**Page excerpt:**
>>>>
Sample stratification was based on participant response to the following question on the SF-8: “During the past 4 weeks, how much have you been bothered by emotional  problems(such as feeling anxious, depressed, or irritable?”). Response options included “not at all,” “slightly,” “moderately,” “quite a lot,” or “extremely.” Respondents were stratified into 1 of the following 3 groups: treatment responders (defined by a response of “not at all” or “slightly” and used as the reference group in regression analyses), partial responders (defined by a response of “moderately”), or nonresponders (defined by a response of “quite a lot” or “extremely”).

Study Measures

Patient Demographics. Patient demographics included sex, age as a continuous variable, race/ethnicity (white vs nonwhite), marital status (married or living with partner vs not), and education (having a college degree vs no college degree).

Comorbid Conditions. Physical comorbidity was assessed by attempting to mimic the Charlson Comorbidity Index (CCI).15 The CCI is a measure of comorbidity burden that is calculated by weighting the presence of comorbidities by their severity. In this study, the presence of congestive heart failure, myocardial infarction, peripheral vascular disease, cerebrovascular disease, chronic obstructive pulmonary disease, connective tissue disease, ulcer disease, mild liver disease, diabetes mellitus, cancer, and human immunodeficiency virus was each weighted by its severity as outlined by Charlson et al15 and summed. The CCI was considered a continuous variable. Additional psychiatric comorbidity was assessed. Respondents were classified as having a psychiatric comorbid condition if any of the following conditions were experienced in the past 12 months: anxiety, generalized anxiety disorder, obsessive-compulsive disorder, panic disorder, phobias, post-traumatic stress disorder, and social anxiety disorder. In analysis, psychiatric condition was dummy coded as yes (1 point) or no (0 points).
<<<<
**Work instructions:**
- 1) Copy the stretch of the study methods excerpt from "Patient Demographics. Patient" through "no college degree).".
- 2) For each statement, say yes or no as to whether the study methods excerpt agrees, and quote the deciding words: (a) Treatment responders were the reference group in the regression analyses. (b) A psychiatric comorbid condition counted only if it was experienced in the past 6 months. (c) The CCI was treated as a continuous variable.

(Stored data entries)
>>>>
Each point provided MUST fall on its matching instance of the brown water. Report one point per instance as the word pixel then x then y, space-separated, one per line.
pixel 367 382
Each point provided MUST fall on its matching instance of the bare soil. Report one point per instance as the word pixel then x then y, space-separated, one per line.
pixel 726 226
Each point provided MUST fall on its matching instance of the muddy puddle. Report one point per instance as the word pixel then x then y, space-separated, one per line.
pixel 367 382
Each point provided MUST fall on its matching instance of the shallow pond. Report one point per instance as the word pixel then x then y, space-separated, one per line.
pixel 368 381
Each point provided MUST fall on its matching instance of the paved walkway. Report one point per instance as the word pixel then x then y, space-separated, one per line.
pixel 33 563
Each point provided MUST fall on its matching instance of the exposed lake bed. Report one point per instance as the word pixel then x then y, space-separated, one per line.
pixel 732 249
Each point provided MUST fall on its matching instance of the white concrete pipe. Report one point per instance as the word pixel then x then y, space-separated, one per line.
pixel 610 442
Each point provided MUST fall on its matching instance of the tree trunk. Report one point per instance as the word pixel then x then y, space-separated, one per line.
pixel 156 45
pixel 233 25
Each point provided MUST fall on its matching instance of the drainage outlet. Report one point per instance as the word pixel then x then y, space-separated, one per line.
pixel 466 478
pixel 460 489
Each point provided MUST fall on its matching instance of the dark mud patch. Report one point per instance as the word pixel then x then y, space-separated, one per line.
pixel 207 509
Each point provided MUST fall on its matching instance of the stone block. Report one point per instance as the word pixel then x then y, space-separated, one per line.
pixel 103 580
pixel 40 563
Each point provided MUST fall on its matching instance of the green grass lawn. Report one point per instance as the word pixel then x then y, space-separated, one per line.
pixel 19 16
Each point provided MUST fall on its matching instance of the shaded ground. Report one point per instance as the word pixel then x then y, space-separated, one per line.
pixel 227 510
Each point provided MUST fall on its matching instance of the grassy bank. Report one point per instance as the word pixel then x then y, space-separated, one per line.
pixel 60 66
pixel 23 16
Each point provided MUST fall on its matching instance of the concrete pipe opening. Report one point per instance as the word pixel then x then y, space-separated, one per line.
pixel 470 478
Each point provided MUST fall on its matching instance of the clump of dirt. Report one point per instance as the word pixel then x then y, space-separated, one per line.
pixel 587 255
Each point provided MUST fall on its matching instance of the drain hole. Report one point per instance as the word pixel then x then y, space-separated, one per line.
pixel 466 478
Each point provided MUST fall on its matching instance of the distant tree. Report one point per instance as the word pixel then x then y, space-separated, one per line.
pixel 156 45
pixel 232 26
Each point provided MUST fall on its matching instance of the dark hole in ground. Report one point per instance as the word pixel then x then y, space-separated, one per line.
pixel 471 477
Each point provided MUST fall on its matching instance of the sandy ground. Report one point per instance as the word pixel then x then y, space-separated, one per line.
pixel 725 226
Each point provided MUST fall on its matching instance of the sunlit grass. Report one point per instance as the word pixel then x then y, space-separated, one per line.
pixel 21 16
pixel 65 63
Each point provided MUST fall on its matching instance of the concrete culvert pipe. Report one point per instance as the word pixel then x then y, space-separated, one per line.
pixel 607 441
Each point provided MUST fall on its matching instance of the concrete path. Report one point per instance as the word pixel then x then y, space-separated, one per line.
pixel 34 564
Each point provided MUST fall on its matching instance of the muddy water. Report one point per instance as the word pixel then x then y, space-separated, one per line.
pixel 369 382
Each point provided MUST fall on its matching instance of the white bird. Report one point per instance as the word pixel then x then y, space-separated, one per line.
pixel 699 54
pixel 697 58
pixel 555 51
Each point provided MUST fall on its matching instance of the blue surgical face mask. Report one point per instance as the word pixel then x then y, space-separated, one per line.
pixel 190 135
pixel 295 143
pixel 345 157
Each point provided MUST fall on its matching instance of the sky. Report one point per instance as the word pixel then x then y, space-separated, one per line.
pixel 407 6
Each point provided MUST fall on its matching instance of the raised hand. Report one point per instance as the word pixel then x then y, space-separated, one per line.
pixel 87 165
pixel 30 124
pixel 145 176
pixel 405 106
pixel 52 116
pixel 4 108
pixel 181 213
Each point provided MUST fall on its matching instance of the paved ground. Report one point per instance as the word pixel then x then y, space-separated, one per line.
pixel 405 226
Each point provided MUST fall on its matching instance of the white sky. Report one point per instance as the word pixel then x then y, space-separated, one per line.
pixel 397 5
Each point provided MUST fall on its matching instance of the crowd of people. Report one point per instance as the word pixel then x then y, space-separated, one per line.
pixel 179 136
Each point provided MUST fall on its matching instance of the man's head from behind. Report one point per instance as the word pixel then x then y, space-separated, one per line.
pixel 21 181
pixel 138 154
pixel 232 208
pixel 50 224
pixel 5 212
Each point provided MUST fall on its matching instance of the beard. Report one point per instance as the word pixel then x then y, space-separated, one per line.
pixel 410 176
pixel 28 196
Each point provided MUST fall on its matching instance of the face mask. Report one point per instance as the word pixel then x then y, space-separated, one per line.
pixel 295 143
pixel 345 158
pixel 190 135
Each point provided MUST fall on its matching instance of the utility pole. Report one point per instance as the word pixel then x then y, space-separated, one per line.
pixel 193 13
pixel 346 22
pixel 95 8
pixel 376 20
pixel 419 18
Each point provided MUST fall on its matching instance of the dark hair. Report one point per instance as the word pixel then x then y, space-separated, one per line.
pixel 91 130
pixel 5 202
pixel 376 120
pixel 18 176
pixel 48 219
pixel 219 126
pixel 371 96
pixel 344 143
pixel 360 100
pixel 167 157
<<<<
**Task-by-task answers:**
- 1)
Patient Demographics. Patient demographics included sex, age as a continuous variable, race/ethnicity (white vs nonwhite), marital status (married or living with partner vs not), and education (having a college degree vs no college degree).

- 2)
(a) Yes: "used as the reference group in regression analyses"
(b) No: "if any of the following conditions were experienced in the past 12 months"
(c) Yes: "The CCI was considered a continuous variable."